##### SOURCE EXTRACT

Spoilers ahead!

Pacific Rim. Star Trek: Into Darkness. Godzilla. Poor San Francisco can’t seem to catch a break come blockbuster season. The lure of icons such as the Golden Gate Bridge and Chinatown (and their distance from 9/11’s New York) inevitably beckon destruction-oriented filmmakers to its western shores. This time, Godzilla director Gareth Edwards has crafted one of the most visually stimulating and unabashedly iconic action films of the decade, largely through repeated juxtapositions of scale and an avoidance of familial tropes. As far as cinematic wonder goes, more than Pacific Rim, more than any of the recent crop of superhero films, Godzilla is this young generation’s Jurassic Park. And it is far, far better.

After an ominous opening scene in the Philippines the film cuts to Bryan Cranston’s idyllic Japanese home. Among the first words we hear from him is the name “Takashi” (a nod to Gojira’s Takashi Shimura). It is 15 years in the past. Both Cranston and his wife, played by Juliette Binoche, are engineers, and Cranston is arguing on the phone with a co-worker at the nuclear power plant. There have been recent unaccountable seismic tremors. Inevitably, disaster strikes. While Cranston survives, Binoche does not. Their final, poignant exchange is the first and last emotional buoy offered by the film.

##########

§ YOUR TASK
In the Godzilla review, what name is among the first words heard from Bryan Cranston? Answer from the Godzilla review alone, with no outside knowledge.

##### DATA RECORDS

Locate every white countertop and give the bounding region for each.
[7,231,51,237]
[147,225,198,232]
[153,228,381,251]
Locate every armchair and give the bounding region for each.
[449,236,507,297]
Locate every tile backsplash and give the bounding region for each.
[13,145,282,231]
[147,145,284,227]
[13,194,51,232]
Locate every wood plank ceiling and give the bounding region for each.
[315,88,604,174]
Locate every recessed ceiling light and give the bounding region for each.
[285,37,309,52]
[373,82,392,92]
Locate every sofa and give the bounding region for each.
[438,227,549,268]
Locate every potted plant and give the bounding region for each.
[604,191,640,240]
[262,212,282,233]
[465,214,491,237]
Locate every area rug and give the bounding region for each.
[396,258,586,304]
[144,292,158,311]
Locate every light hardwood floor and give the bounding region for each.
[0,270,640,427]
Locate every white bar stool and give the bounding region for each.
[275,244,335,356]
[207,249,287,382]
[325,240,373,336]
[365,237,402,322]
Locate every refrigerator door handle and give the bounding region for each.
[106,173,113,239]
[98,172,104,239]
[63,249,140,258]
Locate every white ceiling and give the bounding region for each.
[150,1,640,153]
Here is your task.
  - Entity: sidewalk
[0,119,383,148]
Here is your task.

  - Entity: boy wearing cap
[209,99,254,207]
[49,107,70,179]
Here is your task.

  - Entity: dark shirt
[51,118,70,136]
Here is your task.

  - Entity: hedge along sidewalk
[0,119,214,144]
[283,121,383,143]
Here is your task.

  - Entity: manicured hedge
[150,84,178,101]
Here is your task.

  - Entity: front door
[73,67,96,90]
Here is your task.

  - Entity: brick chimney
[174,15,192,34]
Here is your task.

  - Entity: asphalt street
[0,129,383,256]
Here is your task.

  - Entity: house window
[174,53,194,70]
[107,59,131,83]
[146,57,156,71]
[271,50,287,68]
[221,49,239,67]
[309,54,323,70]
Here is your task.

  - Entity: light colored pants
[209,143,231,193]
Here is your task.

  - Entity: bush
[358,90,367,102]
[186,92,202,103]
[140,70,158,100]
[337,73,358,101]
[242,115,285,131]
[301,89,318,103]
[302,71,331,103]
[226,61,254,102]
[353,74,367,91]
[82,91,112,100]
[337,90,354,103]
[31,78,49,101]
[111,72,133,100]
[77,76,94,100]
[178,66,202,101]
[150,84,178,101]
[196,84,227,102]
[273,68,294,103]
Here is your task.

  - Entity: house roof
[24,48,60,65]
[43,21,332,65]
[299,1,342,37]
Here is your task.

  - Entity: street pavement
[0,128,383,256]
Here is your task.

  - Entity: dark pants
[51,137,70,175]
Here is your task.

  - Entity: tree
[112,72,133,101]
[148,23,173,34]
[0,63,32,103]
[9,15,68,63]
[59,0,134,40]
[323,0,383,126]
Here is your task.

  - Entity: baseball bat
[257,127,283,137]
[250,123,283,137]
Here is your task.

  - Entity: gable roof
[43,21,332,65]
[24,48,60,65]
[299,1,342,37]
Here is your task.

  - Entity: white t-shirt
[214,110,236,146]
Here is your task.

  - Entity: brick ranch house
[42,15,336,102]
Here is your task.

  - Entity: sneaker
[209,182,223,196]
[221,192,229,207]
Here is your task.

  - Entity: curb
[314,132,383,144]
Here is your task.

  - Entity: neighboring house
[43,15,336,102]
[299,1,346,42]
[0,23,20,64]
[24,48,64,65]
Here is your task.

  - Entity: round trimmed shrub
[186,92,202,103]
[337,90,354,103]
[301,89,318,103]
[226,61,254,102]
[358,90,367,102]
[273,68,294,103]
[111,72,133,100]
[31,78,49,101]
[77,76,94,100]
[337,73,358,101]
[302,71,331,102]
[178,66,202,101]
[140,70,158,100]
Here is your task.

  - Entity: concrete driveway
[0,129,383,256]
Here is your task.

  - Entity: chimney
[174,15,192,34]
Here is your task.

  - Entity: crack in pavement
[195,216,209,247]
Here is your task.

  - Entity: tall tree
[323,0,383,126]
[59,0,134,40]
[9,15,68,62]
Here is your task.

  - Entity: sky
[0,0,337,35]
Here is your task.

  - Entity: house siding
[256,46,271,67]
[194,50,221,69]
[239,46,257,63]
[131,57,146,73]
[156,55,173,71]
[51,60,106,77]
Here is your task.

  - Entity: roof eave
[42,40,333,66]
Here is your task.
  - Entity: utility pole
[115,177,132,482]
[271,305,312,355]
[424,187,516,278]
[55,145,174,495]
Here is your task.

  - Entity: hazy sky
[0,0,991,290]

##########

§ EXPECTED OUTPUT
Takashi